■ Selected extract ■
Nicholas: So I guess with the 6900 and ultimately where AccountKit is headed in integrating it is, don't require people to change their whole smart account just to get some new feature, but instead just swap out the plugins.

Noam Hurwitz: Right, exactly. And it could even be not just swapping in and out plugins, you could swap in and out plugins to specific signers to be like, hey, this plugin only applies to this signer. I want to either remove this signer or update the signer to have more restrictive permissions. Let me change the plugin settings on this one key.

Nicholas: And I guess that'll be essential to sort of the follow up to the current meta, which will be sort of using these smart accounts across multiple apps. It'll be important to have different signers with different permissions. Do you have any thoughts on how these permissions might be presented to the user? Like, I've been thinking a little bit about, say, Frentech, let's say Frentech was a shared wallet that you already had. And when you sign into Frentech, you just add a signer. that's specific to Frentech. I'm not sure exactly what kind of permissions I would want to give, because let's say I want to buy or sell, I don't know, Racer's Key and Racer's Key has gone to 8 ETH. If I just had some like limited signer permission with that embedded privy wallet to say only move, I don't know, maximum one ETH, then suddenly the permission would like not be sufficient and I'd have to go to some other location where the like main signing key is to update the permissions. Do you have any like thoughts on what the patterns for permissioning will be?

Noam Hurwitz: Yeah, I think it's super flexible. So there's a lot of ways you can take this. One element is you can restrict execution to just a set of contracts and even function selectors. So it'd be like this key really only has permission to interact with Frentech contracts. I think a second component is multi-factor authentication. So it'd be like, hey, anything below 8 ETH just requires my one signature. Anything above 8 ETH requires MFA from two signatures on my account. And you can kind of mix and match all sorts of perimeters around spending limits, temporal limits, multi-factor authentication, contract restrictions, etc. to create the right restrictive set of permissions for any given key.

■ Requests ■
[a] In the discussion of smart account permissions, what does a transaction above 8 ETH require?
[b] Continue the discussion of smart account permissions from its final sentence.
The listing after the discussion of smart account permissions has no role in anything asked here.

■ Stored data ■
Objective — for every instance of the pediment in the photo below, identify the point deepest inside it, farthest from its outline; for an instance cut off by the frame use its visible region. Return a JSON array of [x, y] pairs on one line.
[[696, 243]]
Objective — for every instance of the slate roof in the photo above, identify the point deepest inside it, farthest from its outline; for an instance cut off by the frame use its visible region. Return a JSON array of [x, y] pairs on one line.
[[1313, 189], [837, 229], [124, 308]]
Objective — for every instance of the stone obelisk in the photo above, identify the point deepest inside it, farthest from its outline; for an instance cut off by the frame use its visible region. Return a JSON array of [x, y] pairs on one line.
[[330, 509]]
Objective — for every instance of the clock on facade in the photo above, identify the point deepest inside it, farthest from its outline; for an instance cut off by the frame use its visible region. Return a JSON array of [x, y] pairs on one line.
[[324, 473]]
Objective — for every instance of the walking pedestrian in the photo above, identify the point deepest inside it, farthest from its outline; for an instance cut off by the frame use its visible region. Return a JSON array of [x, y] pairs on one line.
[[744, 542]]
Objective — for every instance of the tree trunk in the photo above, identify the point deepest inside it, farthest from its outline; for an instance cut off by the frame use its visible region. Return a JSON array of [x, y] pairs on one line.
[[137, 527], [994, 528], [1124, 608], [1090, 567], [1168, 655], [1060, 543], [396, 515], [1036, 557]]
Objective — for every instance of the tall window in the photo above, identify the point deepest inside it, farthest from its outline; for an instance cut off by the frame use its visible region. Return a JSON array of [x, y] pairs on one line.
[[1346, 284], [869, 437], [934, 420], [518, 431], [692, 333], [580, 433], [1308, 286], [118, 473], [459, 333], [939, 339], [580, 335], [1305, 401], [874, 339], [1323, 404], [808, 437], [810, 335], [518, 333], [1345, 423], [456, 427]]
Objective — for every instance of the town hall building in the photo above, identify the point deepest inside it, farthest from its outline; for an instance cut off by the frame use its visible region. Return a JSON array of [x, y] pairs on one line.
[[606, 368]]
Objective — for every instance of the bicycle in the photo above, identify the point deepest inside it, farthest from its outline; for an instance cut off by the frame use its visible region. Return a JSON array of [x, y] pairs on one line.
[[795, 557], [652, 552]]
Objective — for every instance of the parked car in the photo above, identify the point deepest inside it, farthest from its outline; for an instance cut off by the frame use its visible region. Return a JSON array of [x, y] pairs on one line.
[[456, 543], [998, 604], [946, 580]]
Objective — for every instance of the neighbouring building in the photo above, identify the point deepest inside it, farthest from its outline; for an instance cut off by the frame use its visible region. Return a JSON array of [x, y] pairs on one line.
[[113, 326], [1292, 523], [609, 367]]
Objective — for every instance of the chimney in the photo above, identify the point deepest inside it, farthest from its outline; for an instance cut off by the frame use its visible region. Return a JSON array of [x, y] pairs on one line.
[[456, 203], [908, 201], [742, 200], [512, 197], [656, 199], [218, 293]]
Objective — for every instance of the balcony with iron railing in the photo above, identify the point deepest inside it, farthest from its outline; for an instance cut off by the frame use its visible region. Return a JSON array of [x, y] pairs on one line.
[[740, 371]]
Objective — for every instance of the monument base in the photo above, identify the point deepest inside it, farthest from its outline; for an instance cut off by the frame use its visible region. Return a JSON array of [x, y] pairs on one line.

■ Expected results ■
[a] Multi-factor authentication from two signatures on the account.

[b]
Nicholas: Very cool. So you could imagine having, say, a signer that is maybe lives inside of the interface app or surreal or Mint.fun app or something like this, and just give it permission to call mint functions, you know, or whatever whatever set of restrictions Mint.fun applies to only be able to like mint something and not really compromise, maybe not even move more than, I don't know, 0.1 ETH and just have kind of a safe experience, but have the fluidity of like a one-click checkout experience inside a variety of apps using your same shared account.

Will Hennessy: Exactly.

Nicholas: Very cool. OK, is there anything about AccountKit that we haven't discussed that that we should definitely get to?

Noam Hurwitz: Maybe not AccountKit, but another plug. is that this bundler that we've been talking about. So we've been benchmarking it a lot. It's been under development for about three quarters. We've clocked it using... TPS is kind of a bad metric for blockchains, but we clocked it at roughly seven and a half million gas per second on Polygon, which is half of all gas available on the Polygon network. It has roughly unlimited throughput on the read path, which is really the limiting reagent. there is fan out requests to the underlying node. But we actually open sourced this last week under a permissive LGPL license. Anyone's free to take it, run it, fork it, update it, contribute to it. We love any and all ideas and contributions. And the reason we initially set out in building this bundler is we view constant accounts as just a core tenant of getting and going people on chain. And we think it needs a production grade, enterprise ready, like alchemy vetted quality set of infrastructure supporting that. And so we're really excited to contribute this back to the ecosystem and to have more folks starting to build on it and contribute to it.

Nicholas: That's very cool. If people want to look into that, I guess just bundler alchemy on Google, something like that.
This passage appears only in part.